> _Trecho da fonte_:
Sedes atraem prostitutas adolescentes

ANDRÉ UZÊDA ENVIADO ESPECIAL A QUIXADÁ (CE) DANIEL CARVALHO DO RECIFE LUCAS REIS DE MANAUS

No interior do Ceará, a adolescente Paula (nome fictício), 16, planeja-se para a Copa do Mundo. Diz que passará 15 dias em Fortaleza para fazer programas sexuais.

À Folha , na zona rural de Quixadá, ela relata as viagens periódicas e “secretas” à capital do Estado - “meus pais não sabem” - e que cada programa custa cerca de R$ 60.

No Mundial, diz, um agenciador a levará a Fortaleza e cuidará da hospedagem. Em troca, ele receberá de R$ 15 a R$ 20 por cada programa. “Acaba sendo um trato.”

Paula está a 1.823 km de Brasília, onde, na semana retrasada, ao lado de Xuxa, a presidente Dilma sancionou a lei que torna crime hediondo a exploração sexual de crianças e adolescentes.

A cearense Paula, que largou os estudos no 1º ano do ensino médio e atualmente faz bicos como babá, nunca ouviu falar dessa nova lei.

> _Extrato de dados_:
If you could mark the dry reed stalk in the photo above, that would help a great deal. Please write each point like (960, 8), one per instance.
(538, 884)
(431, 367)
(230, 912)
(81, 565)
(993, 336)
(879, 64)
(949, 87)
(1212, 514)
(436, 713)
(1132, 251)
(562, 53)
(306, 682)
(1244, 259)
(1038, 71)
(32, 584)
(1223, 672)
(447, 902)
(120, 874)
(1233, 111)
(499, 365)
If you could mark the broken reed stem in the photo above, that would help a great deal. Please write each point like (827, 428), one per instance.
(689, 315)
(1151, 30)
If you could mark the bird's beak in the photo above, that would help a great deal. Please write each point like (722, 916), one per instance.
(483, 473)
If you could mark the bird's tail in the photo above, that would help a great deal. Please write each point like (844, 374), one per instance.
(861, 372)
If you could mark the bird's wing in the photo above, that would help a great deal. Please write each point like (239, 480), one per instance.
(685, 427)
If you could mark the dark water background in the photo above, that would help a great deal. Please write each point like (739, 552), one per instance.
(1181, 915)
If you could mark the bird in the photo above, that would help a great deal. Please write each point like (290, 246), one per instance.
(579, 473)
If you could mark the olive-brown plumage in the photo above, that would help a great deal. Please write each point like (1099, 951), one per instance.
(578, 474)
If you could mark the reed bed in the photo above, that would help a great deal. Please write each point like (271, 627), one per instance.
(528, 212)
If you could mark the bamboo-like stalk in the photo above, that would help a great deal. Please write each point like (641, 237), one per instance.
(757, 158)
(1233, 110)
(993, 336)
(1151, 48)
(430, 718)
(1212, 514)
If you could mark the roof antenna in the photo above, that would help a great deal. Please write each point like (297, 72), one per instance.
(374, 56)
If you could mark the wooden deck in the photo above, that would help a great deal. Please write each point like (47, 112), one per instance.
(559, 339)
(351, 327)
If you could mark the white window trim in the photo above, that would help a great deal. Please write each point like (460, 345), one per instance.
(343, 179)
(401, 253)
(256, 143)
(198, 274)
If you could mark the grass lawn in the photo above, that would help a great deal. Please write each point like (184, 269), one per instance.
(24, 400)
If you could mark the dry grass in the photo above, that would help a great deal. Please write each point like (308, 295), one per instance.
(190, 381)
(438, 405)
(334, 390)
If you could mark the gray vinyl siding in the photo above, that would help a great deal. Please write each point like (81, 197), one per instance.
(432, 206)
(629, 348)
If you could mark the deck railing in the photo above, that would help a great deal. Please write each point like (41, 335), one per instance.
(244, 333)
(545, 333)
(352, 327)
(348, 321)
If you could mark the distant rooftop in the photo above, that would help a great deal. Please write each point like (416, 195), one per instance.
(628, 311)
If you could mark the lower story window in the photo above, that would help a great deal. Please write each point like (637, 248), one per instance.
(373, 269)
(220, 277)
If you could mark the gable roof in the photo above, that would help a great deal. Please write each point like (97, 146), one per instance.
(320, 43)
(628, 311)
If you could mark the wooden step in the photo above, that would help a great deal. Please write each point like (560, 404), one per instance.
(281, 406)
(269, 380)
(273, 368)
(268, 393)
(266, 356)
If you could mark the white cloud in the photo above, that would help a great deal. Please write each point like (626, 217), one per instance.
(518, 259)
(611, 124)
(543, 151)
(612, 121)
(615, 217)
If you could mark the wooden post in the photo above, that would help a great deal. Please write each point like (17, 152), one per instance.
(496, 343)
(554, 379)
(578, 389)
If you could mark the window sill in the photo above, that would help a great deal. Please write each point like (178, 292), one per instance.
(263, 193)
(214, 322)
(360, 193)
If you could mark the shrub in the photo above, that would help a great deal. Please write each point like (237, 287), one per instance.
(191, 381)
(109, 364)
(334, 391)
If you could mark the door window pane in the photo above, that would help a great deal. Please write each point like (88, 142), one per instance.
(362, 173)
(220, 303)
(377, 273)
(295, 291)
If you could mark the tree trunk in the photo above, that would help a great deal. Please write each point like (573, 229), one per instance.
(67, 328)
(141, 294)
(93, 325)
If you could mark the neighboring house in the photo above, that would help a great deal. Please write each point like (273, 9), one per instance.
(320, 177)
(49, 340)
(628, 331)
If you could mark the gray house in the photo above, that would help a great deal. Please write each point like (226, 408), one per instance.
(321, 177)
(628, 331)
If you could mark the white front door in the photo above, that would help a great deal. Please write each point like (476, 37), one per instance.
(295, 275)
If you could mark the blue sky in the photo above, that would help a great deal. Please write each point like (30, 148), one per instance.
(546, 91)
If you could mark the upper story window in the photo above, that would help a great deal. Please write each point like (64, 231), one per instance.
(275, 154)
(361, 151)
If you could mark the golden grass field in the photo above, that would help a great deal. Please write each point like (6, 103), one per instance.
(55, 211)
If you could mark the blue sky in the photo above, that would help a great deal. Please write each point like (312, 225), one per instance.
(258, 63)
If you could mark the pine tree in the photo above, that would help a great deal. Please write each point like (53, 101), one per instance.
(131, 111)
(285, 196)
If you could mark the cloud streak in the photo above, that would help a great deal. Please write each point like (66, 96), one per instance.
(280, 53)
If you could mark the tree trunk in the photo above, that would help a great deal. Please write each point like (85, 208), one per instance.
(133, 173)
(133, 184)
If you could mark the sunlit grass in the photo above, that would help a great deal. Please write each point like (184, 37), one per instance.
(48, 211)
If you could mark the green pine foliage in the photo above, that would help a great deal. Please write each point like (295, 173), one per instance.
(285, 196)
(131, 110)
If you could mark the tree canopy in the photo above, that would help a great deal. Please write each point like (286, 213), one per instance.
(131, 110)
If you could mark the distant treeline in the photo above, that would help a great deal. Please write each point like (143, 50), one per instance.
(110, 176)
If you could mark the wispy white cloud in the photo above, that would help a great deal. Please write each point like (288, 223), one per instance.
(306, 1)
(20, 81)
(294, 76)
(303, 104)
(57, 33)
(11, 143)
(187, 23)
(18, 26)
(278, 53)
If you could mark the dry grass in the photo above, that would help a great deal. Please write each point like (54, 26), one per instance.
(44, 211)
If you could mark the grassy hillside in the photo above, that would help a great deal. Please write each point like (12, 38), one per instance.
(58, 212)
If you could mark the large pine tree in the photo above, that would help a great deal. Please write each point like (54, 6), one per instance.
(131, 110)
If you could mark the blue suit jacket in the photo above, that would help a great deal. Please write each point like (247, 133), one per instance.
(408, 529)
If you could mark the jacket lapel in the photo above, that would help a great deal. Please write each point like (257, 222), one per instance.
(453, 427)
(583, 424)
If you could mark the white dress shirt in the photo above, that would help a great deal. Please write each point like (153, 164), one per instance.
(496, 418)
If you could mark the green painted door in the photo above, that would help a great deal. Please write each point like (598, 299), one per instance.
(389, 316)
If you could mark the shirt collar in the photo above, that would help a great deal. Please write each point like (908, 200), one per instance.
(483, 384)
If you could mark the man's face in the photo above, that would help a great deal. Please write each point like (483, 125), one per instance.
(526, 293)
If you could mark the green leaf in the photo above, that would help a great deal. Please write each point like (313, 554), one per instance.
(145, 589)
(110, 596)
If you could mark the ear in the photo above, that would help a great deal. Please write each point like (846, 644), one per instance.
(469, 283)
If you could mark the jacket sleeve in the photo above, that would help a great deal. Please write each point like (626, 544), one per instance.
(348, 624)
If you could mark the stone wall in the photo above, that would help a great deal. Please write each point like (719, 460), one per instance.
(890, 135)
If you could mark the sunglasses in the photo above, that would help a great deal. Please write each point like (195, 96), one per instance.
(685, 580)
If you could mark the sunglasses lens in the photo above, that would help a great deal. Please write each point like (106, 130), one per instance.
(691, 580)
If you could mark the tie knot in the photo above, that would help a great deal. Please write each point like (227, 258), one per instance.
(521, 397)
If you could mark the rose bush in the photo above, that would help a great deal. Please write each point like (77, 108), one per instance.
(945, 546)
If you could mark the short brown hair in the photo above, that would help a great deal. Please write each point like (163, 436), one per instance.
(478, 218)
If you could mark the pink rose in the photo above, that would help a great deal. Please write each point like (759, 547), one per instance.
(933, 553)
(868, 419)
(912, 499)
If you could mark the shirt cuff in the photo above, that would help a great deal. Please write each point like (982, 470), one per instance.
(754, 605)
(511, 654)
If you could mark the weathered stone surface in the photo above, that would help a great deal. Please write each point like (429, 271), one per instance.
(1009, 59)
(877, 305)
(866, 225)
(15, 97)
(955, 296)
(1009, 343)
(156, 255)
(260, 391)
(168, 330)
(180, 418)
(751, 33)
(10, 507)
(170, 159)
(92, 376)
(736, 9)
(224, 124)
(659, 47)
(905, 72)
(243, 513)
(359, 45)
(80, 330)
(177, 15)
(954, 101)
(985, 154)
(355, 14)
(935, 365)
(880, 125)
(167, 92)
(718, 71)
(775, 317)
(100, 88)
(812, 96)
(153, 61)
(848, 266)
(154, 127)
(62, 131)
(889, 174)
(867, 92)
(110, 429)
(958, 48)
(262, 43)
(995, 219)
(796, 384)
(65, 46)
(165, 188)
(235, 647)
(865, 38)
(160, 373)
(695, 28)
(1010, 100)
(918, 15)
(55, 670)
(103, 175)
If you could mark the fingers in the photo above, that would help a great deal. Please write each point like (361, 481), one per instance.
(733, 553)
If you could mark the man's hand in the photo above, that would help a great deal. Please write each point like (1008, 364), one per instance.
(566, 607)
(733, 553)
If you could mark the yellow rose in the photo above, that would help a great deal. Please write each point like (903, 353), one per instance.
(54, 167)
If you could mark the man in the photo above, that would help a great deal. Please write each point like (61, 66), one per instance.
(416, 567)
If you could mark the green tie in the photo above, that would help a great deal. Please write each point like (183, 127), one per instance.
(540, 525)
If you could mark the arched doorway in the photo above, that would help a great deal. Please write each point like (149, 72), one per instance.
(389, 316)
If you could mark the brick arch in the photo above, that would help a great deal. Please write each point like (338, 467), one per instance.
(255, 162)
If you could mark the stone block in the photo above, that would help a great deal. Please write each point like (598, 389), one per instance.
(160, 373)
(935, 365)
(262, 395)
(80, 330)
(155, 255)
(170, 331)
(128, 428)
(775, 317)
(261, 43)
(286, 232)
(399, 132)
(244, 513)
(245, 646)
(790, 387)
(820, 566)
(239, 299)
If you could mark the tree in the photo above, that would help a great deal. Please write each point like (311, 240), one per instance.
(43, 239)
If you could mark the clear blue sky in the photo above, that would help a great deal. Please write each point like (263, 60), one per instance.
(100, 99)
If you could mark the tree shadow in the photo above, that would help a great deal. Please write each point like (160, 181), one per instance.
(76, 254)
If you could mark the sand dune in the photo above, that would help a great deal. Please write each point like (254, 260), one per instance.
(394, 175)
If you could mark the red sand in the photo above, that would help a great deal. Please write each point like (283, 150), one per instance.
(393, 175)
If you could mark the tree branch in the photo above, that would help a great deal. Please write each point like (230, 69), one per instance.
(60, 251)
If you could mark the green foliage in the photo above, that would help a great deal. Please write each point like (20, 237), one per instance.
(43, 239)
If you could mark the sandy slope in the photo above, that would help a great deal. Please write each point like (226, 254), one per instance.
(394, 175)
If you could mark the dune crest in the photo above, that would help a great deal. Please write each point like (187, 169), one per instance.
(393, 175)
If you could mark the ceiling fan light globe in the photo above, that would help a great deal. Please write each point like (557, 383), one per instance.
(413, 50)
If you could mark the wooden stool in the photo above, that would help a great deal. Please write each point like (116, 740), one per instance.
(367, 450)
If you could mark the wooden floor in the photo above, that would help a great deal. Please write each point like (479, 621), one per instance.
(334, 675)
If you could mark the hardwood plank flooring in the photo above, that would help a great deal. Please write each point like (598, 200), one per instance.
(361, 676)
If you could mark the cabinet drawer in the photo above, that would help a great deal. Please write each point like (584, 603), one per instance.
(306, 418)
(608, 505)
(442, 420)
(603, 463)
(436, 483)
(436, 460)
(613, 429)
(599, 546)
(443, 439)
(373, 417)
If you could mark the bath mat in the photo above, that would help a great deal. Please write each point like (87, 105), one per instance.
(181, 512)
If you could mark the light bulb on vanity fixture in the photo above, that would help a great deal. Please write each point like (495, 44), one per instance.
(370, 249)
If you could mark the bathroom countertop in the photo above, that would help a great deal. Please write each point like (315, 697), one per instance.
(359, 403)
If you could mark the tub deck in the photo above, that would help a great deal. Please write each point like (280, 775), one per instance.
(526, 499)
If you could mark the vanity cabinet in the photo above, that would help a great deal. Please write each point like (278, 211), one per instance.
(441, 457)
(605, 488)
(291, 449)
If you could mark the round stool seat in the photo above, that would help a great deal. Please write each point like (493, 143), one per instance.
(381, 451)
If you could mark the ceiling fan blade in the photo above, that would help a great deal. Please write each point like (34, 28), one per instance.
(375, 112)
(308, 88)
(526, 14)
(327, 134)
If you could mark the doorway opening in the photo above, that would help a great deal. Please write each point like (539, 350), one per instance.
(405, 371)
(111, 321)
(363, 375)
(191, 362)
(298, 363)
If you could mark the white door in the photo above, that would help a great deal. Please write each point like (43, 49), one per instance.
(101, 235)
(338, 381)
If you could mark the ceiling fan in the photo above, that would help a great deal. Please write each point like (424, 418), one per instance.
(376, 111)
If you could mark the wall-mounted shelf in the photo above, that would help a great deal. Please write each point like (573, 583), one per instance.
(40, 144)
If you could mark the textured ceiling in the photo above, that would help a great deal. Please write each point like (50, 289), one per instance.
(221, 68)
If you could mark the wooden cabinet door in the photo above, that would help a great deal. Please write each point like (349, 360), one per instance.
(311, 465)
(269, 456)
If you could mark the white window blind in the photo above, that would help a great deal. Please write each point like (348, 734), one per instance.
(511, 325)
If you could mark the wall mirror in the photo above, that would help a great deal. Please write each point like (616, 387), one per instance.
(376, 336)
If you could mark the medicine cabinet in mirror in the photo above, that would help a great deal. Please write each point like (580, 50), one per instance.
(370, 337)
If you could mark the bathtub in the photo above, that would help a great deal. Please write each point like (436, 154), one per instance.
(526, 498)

> _Conjunto de tarefas_:
1 – Segundo a reportagem sobre a exploração sexual de adolescentes no Ceará, o que estabelece a lei sancionada pela presidente Dilma em Brasília?
2 – Prossiga a reportagem sobre a exploração sexual de adolescentes no Ceará a partir de sua última frase.

> _Os resultados_:
1 – A lei torna crime hediondo a exploração sexual de crianças e adolescentes.

2 –
“A gente acaba não sabendo dessas coisas”, diz.

Desconhecida de Paula, a lei torna esse crime inafiançável, e quem for condenado terá que cumprir um período maior no regime fechado para poder pleitear a progressão da pena, que é de quatro a dez anos de reclusão.

A assinatura da lei ocorreu na quarta (21). Cinco dias depois, na segunda (26), a Folha encontrou adolescentes à espera de programas no bairro turístico da praia de Iracema, em Fortaleza.

Com saias de pano, shorts apertados e blusas que mostravam a barriga, pediam de R$ 80 a R$ 100 pelo programa.

Ana (também fictício, assim como os demais citados nesta reportagem) mostrou uma identidade falsa, como se tivesse 24 anos. “Nunca lembro minha idade direito.”

Ao lado de Ana, Marta se apresentou como conterrânea de Paula, de Quixadá (a 167 km de Fortaleza). “Vim para ganhar dinheiro na Copa.”

REALIDADES IGUAIS

As realidades dessas três meninas cearenses se confundem com as de Jéssica, 16, Rafael, 16, e Cristina, 17, de Pernambuco, e as de Bruna, 16, e Carla, 17, no Amazonas.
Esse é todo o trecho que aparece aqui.